## Text passage
Direct Democracy: the Right of the People to Make Fools of Themselves; the Use and Abuse of Initiative and Referendum, a Local Government Perspective

Publication year1995
CitationVol. 19 No. 01

UNIVERSITY OF PUGET SOUND LAW REVIEWVolume 19, No. 1FALL 1995

Direct Democracy: The Right of the People to Make Fools of Themselves; The Use and Abuse of Initiative and Referendum, A Local Government Perspective(fn**)

Daniel M. Warner(fn*)

I. Introduction

The Framers of the United States Constitution did not embrace direct, populist democracy. They rejected the Swiss model of direct legislation(fn1) and chose a system of representative-republican, not democratic-government that would, as James Madison wrote, "enlarge the public views by passing them through the medium of a chosen body of citizens, whose wisdom may best discern the true interest of their country and whose patriotism and love of justice will be least likely to sacrifice it to temporary or partial [partisan] considerations."(fn2)

Representative democracy presumes that an informed electorate will choose wise legislators. Direct democracy, by extension, demands that citizens themselves demonstrate wisdom enough to "discern the true interest of their country"(fn3) as opposed to their self-interest, and that they love justice enough to eschew mere partisanism. One form of direct democracy is direct legislation-legislation by initiative and referendum. Today, direct legislation is increasingly popular-and increasingly destructive,(fn4) as serious proposals have been made to adopt and implement it at the federal level.(fn5)

This Article addresses the problems of direct legislation, focusing on two general themes. First, it briefly traces the history of the initiative and referendum in the United States, addressing problems with the process, particularly with the local-government exercise of the process, and proposing reforms that might improve the quality of citizen-made legislation. Second, the Article examines some fundamental causes for and difficulties with the use of direct legislation. The experience of Whatcom County, Washington, is considered throughout as an illustrative case study of the enthusiasm for and the failure of direct democracy. The experience of other jurisdictions is also considered and compared to this local experience.

## Tasks to carry out
A. Answer these questions about the article on direct democracy, giving a short answer to each:
(i) Which model of direct legislation did the Framers of the United States Constitution reject?
(ii) Who wrote the quoted passage about enlarging the public views through a chosen body of citizens?
(iii) Which jurisdiction does the article use as its case study throughout?
B. In the listing, copy out the lines from the one holding "grass shown in the photo above." through the one holding "(1174, 811)", inclusive.

## Working data
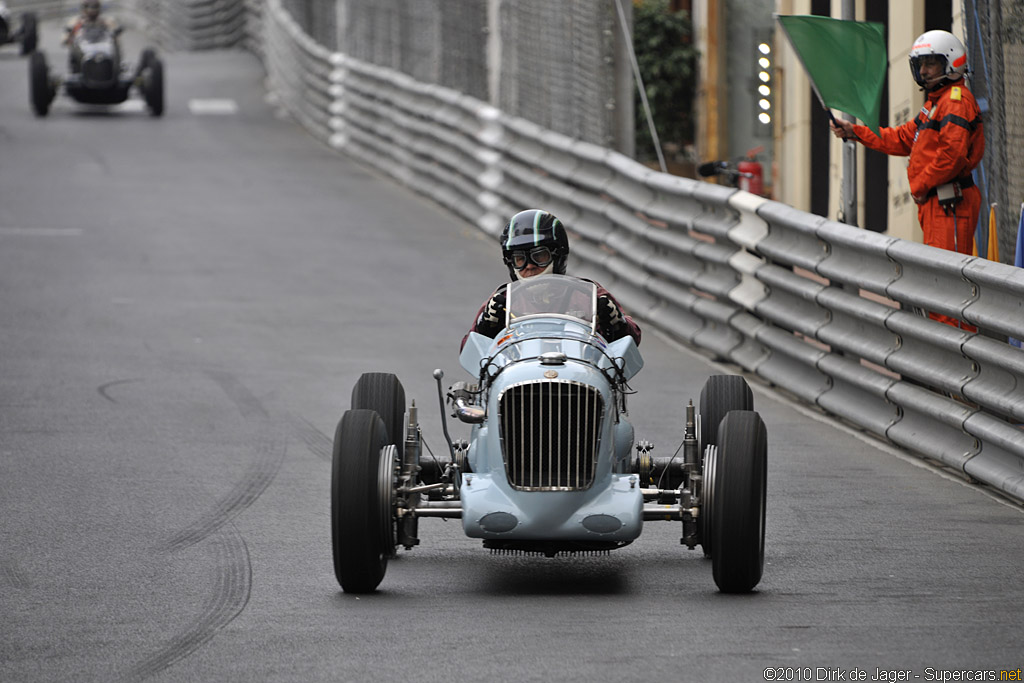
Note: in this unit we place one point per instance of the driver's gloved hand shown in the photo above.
* * *
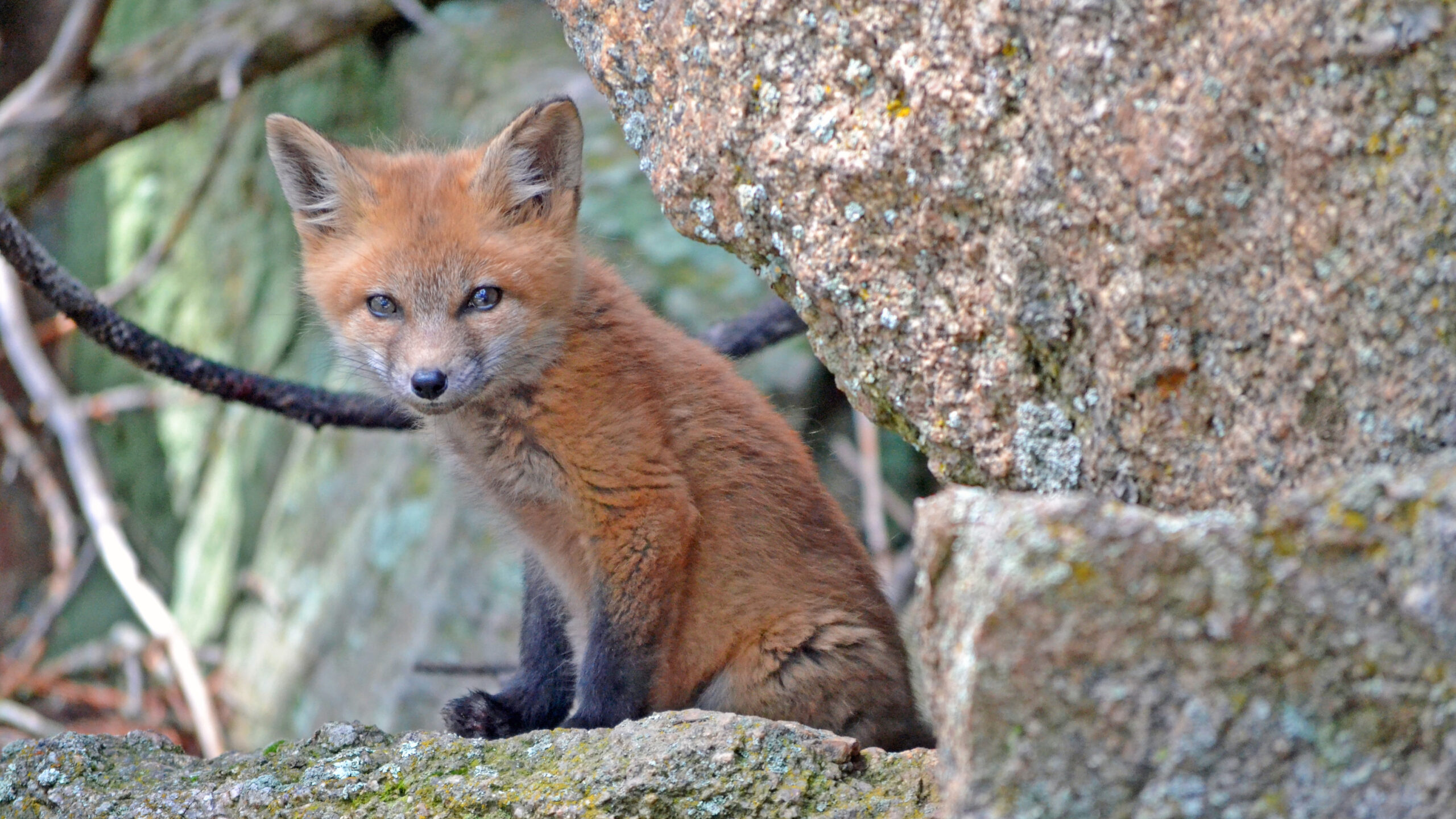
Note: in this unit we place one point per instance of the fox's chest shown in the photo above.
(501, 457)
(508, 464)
...
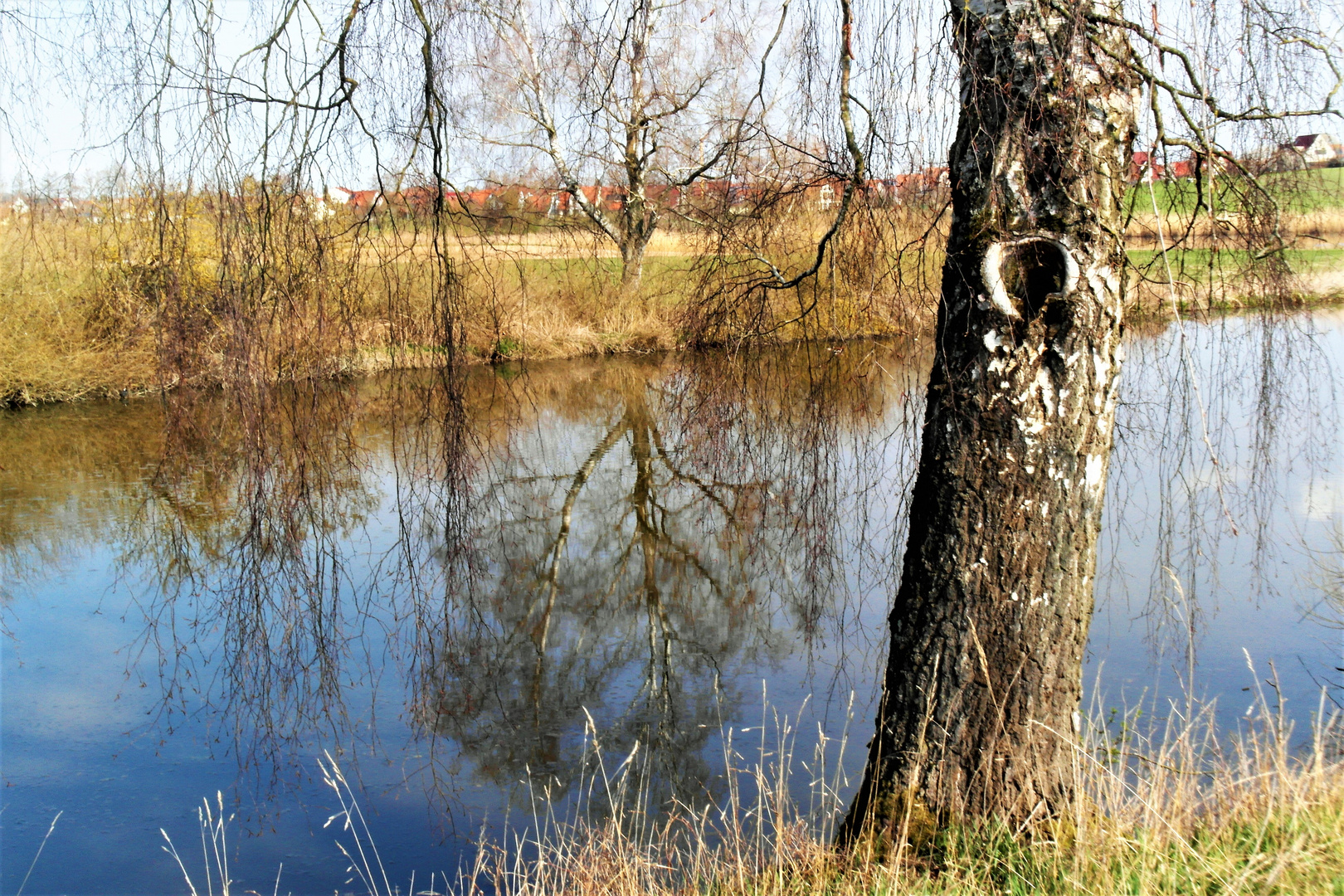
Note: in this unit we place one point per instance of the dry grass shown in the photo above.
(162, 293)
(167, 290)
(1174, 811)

## Full solutions
A.
(i) The Swiss model of direct legislation.
(ii) James Madison.
(iii) Whatcom County, Washington.

B.
Note: in this unit we place one point per instance of the dry grass shown in the photo above.
(162, 293)
(167, 290)
(1174, 811)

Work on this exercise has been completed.